**Action item:**
Below are the records to transcribe exactly; do not include any images.
### Extracted entries
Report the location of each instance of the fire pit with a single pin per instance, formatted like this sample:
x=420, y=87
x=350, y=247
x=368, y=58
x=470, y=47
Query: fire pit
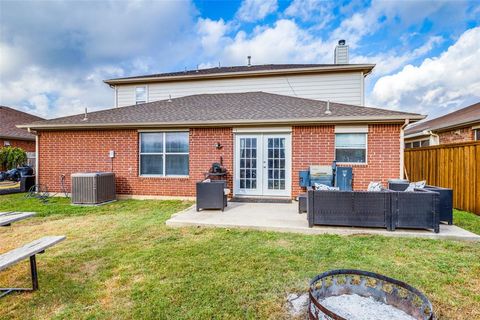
x=365, y=287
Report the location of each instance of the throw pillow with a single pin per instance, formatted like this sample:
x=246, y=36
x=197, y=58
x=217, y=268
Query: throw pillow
x=375, y=186
x=415, y=185
x=321, y=186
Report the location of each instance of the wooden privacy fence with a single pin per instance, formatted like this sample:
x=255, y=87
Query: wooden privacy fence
x=455, y=166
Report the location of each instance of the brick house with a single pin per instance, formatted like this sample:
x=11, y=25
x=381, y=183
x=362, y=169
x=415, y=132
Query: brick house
x=459, y=126
x=10, y=135
x=163, y=148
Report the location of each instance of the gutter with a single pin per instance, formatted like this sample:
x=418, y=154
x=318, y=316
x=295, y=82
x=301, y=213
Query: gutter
x=365, y=68
x=223, y=123
x=18, y=138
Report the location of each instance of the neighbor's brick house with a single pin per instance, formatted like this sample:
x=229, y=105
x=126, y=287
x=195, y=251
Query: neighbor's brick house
x=204, y=128
x=459, y=126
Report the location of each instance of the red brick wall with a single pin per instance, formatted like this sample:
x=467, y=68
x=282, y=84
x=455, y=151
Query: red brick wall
x=455, y=136
x=66, y=152
x=315, y=145
x=26, y=145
######
**Answer space:**
Report the location of each instance of the fire pit with a single pin per instance, formatted like this sample:
x=420, y=87
x=350, y=247
x=368, y=58
x=470, y=47
Query: fire pit
x=365, y=287
Report the location of each instance of the throw pillow with a single pin per instance, formatted like this sample:
x=246, y=36
x=197, y=58
x=217, y=268
Query: throw pillow
x=375, y=186
x=415, y=185
x=321, y=186
Report the location of each instance of the wooden privacy fence with a single pin per instance, formatted like this sample:
x=255, y=87
Query: wooden privacy fence
x=455, y=166
Report the location of each instance of the brick house with a single pin per instance, formatted like this sample:
x=11, y=25
x=381, y=183
x=362, y=169
x=415, y=132
Query: brick house
x=459, y=126
x=10, y=135
x=163, y=148
Report the location of each instance of the gutter with a single pin per instance, formatted like this sample:
x=418, y=154
x=318, y=316
x=295, y=82
x=301, y=213
Query: gutter
x=365, y=68
x=223, y=123
x=18, y=138
Report the location of each instance of the neighbor's brick house with a single pin per instance, formatted like this sample:
x=229, y=105
x=126, y=287
x=195, y=251
Query: neighbor's brick house
x=204, y=128
x=459, y=126
Report the location of each instance of the red brick wall with a single pin per instance, formatted like this sample:
x=467, y=68
x=282, y=84
x=455, y=151
Query: red brick wall
x=455, y=136
x=66, y=152
x=315, y=145
x=26, y=145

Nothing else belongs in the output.